» REQUEST: Exclude images, then output the remaining data verbatim.

» DATA ROWS:
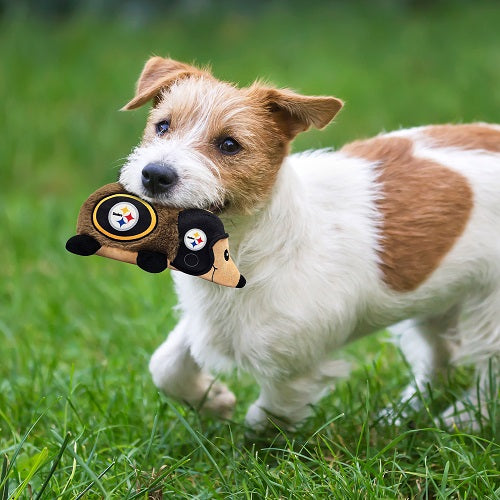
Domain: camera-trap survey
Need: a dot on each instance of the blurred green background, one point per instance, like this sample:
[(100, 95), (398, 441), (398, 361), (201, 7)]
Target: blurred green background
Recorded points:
[(75, 335)]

» EXERCISE SOLUTION:
Domain: camera-trap survey
Need: a dot on each instance of the blurred green background, one point per instance, like this sample:
[(100, 95), (398, 441), (398, 361), (201, 7)]
Target: blurred green background
Recorded points:
[(75, 335)]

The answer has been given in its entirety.